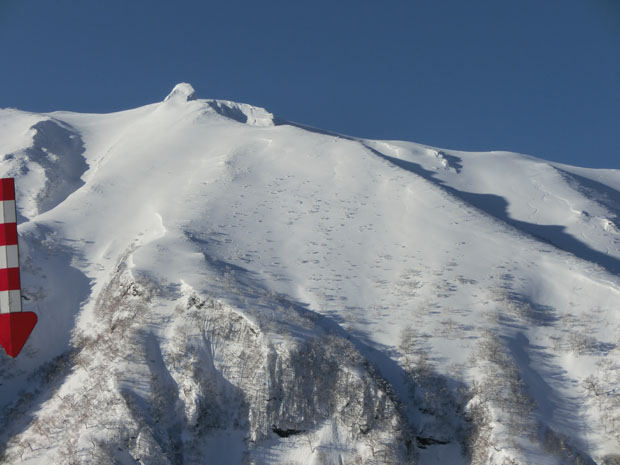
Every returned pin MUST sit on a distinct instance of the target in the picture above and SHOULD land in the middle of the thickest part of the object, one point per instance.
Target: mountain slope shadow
(497, 207)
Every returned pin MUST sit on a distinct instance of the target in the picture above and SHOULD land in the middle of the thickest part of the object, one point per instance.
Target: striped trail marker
(15, 325)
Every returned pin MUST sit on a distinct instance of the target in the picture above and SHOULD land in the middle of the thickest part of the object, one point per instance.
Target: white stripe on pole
(9, 257)
(10, 301)
(7, 211)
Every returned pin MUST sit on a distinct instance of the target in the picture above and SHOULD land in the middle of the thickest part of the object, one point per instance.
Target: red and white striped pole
(15, 325)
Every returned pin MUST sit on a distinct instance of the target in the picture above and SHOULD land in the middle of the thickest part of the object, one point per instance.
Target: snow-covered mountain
(217, 286)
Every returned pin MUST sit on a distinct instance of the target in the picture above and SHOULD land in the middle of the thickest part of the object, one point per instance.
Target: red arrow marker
(15, 325)
(15, 328)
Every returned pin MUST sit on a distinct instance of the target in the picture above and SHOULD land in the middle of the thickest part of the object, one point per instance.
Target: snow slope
(215, 285)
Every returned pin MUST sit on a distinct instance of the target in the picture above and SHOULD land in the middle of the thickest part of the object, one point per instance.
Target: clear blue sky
(540, 77)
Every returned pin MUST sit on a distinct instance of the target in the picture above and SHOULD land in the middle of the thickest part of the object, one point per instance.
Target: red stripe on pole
(8, 234)
(15, 328)
(9, 279)
(7, 189)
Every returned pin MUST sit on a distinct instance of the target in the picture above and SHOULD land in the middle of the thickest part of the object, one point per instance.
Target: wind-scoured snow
(216, 285)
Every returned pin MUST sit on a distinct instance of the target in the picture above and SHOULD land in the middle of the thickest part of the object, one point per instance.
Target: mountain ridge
(216, 284)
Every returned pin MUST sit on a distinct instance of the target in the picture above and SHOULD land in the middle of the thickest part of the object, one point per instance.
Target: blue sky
(540, 77)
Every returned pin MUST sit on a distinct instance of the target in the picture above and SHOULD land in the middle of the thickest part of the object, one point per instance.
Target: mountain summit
(216, 285)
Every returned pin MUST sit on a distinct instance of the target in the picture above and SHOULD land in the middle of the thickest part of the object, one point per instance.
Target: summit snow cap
(182, 92)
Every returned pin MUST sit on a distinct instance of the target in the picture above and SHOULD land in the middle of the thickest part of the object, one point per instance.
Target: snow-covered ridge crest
(211, 291)
(241, 112)
(183, 92)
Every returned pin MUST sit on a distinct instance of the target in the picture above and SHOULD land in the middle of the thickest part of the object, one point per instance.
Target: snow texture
(215, 285)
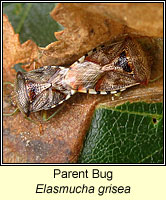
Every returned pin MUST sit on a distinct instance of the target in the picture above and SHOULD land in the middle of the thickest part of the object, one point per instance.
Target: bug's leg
(11, 114)
(45, 114)
(155, 79)
(117, 94)
(38, 124)
(8, 83)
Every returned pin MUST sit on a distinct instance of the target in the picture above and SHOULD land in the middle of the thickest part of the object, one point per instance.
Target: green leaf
(129, 133)
(32, 21)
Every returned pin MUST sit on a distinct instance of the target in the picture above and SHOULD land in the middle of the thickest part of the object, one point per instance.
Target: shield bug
(107, 69)
(41, 89)
(110, 68)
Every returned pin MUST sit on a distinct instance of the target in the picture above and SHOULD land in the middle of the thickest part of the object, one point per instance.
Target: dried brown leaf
(13, 51)
(86, 26)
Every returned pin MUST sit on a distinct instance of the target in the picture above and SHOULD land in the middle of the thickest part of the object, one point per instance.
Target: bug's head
(21, 94)
(132, 61)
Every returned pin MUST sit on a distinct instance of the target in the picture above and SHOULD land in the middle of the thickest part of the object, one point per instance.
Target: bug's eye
(123, 62)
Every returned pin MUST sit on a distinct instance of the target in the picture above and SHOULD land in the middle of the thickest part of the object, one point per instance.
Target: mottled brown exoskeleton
(107, 69)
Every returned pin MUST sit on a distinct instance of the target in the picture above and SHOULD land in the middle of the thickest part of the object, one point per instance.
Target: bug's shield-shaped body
(41, 89)
(110, 68)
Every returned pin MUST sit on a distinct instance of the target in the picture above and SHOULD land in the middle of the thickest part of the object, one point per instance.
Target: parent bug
(107, 69)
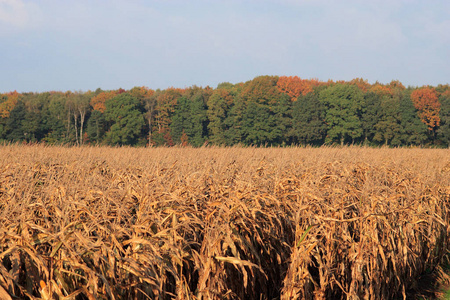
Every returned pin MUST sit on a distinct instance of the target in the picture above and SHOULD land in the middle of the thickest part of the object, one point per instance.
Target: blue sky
(72, 45)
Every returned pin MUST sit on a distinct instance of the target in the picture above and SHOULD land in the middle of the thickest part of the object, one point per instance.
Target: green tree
(414, 130)
(388, 126)
(264, 119)
(96, 126)
(308, 126)
(219, 105)
(370, 116)
(126, 119)
(343, 107)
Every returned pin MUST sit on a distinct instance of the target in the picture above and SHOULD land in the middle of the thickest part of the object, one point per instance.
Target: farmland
(220, 223)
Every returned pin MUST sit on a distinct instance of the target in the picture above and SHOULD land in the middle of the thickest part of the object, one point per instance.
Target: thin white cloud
(18, 14)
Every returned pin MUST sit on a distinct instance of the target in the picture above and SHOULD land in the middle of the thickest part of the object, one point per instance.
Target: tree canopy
(267, 110)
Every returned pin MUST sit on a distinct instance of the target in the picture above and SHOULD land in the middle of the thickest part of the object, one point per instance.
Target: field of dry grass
(220, 223)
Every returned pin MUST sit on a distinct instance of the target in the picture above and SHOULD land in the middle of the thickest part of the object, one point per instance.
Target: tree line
(267, 110)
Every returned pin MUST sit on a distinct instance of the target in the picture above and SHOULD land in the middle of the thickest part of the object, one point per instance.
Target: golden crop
(220, 223)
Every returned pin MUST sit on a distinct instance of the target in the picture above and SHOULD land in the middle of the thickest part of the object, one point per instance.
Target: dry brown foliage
(220, 223)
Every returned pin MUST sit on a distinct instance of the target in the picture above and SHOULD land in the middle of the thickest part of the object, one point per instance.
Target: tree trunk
(82, 116)
(75, 117)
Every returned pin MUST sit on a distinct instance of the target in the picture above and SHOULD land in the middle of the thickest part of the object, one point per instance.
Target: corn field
(220, 223)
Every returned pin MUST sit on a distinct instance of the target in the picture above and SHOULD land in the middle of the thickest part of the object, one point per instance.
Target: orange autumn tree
(426, 101)
(362, 84)
(8, 105)
(294, 86)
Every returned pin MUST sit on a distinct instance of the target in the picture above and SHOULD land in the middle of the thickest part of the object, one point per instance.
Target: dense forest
(268, 110)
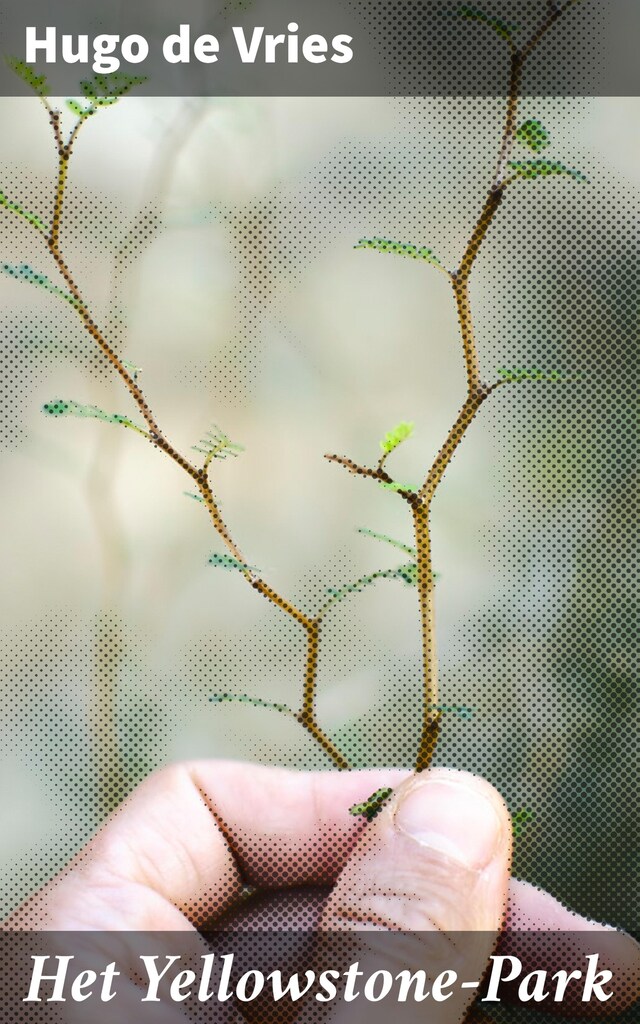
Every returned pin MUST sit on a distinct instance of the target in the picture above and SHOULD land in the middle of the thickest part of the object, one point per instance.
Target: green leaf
(79, 110)
(504, 29)
(230, 564)
(31, 218)
(543, 168)
(215, 444)
(534, 134)
(373, 805)
(60, 407)
(36, 82)
(406, 573)
(395, 436)
(399, 249)
(31, 276)
(107, 89)
(254, 701)
(132, 369)
(388, 540)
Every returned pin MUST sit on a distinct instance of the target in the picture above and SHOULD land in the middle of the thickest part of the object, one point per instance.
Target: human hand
(179, 854)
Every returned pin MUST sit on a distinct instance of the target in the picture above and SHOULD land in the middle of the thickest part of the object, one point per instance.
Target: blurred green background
(214, 240)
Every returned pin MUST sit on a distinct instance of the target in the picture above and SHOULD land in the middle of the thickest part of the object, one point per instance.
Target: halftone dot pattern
(537, 689)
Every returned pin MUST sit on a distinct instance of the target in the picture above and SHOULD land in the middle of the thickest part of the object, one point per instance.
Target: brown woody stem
(306, 717)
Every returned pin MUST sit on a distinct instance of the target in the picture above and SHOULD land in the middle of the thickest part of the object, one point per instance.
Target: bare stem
(426, 597)
(307, 716)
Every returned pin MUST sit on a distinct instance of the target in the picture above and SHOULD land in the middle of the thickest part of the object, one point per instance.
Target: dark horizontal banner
(339, 47)
(303, 976)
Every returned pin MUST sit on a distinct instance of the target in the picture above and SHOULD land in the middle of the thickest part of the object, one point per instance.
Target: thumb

##############################

- Task instructions -
Starting at the line that contains "Target: blurred green background", retype each remaining line of the records exactly; that line and the last line are both included.

- Task solution -
Target: blurred green background
(214, 240)
Every returned pin MUST sit on a distinct instance of the target in the picture above and SHOULD land in the middle of the thickest part of the object, one point per instance.
Target: halftone dot pattern
(537, 689)
Every returned pin MUST sit on a distinct instance of the target in the picture above and SHOULD land in the middle of the thickest part of the object, one point per instance.
Target: brown woody stem
(306, 717)
Every returned pin MUST sit on a distinct instance of the target in the picture above and SHOULD land in the middle of the thickest part of the object, one point per instance.
Target: bare stem
(426, 597)
(307, 716)
Every returned pin MUST sit on a distinct instance of the target in the picture above and SHOULD land in the middle of the thickest part of the object, one point per instance.
Target: dark horizontal banner
(339, 47)
(303, 976)
Every returned pin MUST sit on a distinct instance of the target in the picture above and SHOULD land in the middle of the thickest part of the object, one point per instance.
Target: thumb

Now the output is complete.